*Problem statement:*
Print every line below that comes at or after the line containing "Target: airplane", exactly as written.

*Data extract:*
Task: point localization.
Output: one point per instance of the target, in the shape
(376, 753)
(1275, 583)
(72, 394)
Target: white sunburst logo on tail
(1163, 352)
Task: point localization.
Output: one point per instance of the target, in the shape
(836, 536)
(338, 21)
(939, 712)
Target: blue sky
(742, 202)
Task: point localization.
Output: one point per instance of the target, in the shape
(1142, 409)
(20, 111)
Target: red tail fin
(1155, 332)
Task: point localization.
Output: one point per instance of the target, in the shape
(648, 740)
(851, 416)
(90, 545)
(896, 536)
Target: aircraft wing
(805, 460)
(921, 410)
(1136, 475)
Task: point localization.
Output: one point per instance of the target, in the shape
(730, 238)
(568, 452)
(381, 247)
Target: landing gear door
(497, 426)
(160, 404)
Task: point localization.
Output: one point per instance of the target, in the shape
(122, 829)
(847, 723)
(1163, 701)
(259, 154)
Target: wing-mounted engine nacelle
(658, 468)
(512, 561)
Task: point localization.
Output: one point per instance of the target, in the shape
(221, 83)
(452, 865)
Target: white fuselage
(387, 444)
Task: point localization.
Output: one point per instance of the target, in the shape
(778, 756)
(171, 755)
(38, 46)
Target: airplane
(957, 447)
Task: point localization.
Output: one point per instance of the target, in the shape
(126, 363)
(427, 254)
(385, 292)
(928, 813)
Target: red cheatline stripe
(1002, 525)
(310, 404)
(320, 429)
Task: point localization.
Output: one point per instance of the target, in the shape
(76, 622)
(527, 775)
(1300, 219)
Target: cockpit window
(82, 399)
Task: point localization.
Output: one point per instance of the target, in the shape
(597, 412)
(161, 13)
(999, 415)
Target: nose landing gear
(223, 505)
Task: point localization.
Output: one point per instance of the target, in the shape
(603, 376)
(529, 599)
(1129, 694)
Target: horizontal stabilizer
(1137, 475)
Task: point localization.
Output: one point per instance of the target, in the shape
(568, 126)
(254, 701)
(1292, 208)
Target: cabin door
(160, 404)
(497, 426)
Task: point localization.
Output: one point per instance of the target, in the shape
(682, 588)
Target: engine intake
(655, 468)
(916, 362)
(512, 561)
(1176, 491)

*Response below:*
Target: airplane
(957, 447)
Task: point localization.
Output: one point per instance of the target, in the shape
(126, 363)
(427, 254)
(385, 292)
(928, 813)
Target: red cheatline stripe
(1002, 525)
(310, 404)
(320, 429)
Task: point localization.
Output: one point per instance of the target, in the shape
(76, 622)
(527, 775)
(1300, 219)
Target: cockpit window
(82, 399)
Task: point localization.
Output: one point per instance of the target, in the shape
(597, 412)
(161, 13)
(999, 415)
Target: nose landing gear
(223, 505)
Task: point localization.
Output: one point per instance of the target, in the shape
(603, 376)
(529, 599)
(1129, 694)
Target: horizontal stabilizer
(1137, 475)
Task: point localization.
Output: one point per instance of the target, in the shape
(568, 126)
(254, 701)
(1292, 208)
Target: cabin door
(160, 404)
(497, 426)
Task: point localization.
Output: one point per instance of the target, in the shape
(682, 588)
Target: engine intake
(655, 468)
(916, 362)
(512, 561)
(1176, 491)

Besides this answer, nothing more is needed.